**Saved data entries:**

####

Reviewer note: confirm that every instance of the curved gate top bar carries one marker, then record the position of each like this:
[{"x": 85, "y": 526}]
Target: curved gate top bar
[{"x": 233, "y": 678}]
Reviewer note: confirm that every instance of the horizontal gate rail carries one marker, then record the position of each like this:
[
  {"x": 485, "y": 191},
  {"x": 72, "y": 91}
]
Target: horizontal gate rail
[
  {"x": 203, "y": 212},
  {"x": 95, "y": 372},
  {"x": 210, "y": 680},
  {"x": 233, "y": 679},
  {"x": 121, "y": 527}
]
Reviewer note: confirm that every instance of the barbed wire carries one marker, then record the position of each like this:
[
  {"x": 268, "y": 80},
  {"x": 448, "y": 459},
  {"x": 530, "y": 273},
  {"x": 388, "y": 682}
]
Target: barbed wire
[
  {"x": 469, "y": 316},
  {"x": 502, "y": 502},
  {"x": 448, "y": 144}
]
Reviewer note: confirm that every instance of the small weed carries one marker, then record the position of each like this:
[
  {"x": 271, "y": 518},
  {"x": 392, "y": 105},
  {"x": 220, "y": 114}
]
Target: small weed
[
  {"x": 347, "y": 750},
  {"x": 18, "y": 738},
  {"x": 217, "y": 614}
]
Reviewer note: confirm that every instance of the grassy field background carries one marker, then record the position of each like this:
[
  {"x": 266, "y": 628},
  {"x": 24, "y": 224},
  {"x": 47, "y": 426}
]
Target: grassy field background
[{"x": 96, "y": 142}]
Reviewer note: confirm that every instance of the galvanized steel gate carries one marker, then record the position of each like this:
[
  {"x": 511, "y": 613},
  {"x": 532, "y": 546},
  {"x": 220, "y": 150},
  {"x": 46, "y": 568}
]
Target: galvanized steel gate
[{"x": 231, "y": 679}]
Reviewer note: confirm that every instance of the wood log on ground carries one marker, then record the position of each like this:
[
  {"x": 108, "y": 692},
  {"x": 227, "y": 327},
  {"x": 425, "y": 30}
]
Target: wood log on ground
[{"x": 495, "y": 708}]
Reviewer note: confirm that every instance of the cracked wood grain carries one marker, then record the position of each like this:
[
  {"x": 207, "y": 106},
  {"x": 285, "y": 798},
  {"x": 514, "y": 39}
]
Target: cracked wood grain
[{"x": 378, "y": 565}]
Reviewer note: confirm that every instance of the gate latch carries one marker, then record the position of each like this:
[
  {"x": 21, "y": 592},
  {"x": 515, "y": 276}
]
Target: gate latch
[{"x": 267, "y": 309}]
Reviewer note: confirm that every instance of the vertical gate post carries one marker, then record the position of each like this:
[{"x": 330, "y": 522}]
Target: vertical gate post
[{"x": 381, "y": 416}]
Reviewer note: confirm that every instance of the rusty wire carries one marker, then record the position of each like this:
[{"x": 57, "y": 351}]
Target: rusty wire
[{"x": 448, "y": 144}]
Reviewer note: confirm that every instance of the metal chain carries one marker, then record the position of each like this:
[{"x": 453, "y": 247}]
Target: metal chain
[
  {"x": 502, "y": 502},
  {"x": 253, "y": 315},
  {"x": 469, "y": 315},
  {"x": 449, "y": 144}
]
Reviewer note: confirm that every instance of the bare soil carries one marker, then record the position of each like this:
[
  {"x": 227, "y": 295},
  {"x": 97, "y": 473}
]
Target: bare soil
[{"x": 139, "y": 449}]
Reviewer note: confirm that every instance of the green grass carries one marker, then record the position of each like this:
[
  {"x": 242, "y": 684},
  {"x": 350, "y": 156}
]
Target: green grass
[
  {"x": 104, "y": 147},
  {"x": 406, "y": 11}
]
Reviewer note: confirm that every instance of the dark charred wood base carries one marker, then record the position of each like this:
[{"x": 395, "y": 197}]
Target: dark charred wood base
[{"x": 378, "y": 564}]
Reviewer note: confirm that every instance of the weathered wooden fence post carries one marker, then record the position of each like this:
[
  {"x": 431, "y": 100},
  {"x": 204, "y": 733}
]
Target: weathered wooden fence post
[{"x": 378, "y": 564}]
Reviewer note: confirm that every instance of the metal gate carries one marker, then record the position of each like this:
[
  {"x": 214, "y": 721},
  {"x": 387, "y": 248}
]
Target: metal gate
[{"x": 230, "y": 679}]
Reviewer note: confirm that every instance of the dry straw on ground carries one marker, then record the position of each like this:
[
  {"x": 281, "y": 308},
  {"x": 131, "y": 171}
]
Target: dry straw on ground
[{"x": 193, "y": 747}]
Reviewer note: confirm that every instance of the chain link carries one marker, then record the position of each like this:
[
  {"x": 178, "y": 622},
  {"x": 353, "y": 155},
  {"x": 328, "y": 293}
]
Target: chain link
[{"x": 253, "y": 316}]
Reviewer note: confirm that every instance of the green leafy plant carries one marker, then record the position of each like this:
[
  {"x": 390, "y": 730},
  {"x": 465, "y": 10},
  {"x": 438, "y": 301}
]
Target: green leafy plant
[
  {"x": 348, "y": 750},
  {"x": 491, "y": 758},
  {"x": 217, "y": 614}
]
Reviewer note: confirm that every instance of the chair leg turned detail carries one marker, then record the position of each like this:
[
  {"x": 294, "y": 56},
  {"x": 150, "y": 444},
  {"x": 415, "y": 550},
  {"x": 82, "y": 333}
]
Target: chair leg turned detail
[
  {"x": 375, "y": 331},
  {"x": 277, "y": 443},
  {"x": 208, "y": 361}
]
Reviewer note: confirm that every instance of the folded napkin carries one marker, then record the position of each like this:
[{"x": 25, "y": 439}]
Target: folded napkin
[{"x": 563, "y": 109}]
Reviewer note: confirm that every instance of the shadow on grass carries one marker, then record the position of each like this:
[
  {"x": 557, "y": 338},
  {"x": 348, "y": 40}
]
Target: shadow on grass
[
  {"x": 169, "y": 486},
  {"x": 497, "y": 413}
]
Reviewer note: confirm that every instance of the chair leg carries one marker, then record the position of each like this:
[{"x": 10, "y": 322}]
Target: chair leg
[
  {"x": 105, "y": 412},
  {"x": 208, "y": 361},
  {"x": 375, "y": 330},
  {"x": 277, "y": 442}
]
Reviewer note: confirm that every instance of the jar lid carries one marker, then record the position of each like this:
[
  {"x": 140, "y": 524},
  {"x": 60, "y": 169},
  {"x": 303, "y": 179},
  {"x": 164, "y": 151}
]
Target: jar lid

####

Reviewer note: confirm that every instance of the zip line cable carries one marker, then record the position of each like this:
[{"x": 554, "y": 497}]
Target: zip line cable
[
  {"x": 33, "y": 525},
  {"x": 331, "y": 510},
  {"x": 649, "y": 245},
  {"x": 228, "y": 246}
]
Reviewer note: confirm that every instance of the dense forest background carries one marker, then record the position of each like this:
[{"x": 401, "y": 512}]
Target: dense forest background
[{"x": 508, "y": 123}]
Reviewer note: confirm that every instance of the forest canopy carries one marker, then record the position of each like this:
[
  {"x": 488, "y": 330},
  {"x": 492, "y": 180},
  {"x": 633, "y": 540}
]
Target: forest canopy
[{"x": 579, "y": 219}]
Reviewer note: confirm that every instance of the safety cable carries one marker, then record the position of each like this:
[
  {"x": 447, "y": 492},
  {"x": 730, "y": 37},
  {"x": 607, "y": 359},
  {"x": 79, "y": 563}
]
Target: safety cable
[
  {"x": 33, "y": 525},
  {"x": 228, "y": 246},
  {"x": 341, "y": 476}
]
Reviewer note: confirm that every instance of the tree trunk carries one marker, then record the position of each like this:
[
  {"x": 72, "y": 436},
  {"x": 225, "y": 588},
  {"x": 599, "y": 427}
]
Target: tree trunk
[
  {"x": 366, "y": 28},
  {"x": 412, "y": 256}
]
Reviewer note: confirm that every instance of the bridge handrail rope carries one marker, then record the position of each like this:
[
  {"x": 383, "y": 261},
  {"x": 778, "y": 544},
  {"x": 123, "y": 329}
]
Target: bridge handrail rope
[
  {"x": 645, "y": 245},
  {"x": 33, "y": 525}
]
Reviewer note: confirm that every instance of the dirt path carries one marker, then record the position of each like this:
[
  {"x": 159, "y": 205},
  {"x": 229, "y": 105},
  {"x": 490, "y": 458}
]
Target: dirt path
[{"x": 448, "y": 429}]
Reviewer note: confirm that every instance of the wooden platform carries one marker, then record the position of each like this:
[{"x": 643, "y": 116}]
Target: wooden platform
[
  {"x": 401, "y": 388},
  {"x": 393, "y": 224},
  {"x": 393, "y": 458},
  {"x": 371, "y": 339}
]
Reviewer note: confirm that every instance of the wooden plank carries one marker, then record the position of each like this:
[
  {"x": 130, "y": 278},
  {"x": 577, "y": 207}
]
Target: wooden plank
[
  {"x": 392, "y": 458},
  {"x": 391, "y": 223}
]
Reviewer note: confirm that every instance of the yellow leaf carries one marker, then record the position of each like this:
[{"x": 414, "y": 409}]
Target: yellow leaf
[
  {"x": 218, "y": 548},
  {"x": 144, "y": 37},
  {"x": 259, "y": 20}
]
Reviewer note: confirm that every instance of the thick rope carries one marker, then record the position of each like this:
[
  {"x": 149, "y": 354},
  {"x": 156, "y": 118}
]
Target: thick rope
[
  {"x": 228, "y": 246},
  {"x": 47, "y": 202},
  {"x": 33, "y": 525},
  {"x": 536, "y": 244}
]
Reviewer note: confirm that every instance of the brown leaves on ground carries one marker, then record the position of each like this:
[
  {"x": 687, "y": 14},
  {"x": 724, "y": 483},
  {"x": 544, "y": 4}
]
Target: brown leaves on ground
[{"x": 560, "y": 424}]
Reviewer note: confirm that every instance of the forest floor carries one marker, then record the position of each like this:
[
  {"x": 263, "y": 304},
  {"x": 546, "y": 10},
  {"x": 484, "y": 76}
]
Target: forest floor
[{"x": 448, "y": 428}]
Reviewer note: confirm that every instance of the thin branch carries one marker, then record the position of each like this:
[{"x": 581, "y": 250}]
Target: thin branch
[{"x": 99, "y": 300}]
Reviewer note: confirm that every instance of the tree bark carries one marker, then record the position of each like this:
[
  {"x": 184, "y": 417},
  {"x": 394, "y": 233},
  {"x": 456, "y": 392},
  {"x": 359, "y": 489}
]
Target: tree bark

####

**What you will do:** Say how many lines in the entries include the string "bark", and write nothing besides that number.

**Response:** 2